§ **The problem**
Turn every line of the entries below into a JSON list of strings, one string per line, leaving out any blank lines.

§ **Records for this task**
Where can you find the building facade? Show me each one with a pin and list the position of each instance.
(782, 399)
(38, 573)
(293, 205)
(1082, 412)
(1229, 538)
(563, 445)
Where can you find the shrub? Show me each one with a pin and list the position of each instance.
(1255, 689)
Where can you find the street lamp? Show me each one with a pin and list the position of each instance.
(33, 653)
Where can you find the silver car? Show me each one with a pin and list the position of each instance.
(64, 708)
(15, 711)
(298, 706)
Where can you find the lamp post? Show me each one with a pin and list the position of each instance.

§ **Answer in full**
[
  "Where can you find the building facade? Show me each one with a pin and list the position of each instance.",
  "(782, 399)",
  "(38, 573)",
  "(293, 205)",
  "(1082, 412)",
  "(1229, 538)",
  "(563, 445)",
  "Where can you find the shrub? Show me each one with a pin and list the position of each instance.",
  "(1255, 689)",
  "Where can you find the street lamp? Show me each one with a pin and list the position of each instance.",
  "(33, 653)",
  "Where can you find the silver car? Show me each one with a pin and list the position of each instance.",
  "(64, 708)",
  "(15, 711)",
  "(298, 706)",
  "Where can you find the lamp post? Show me each one with a pin and list the position of each instance."
]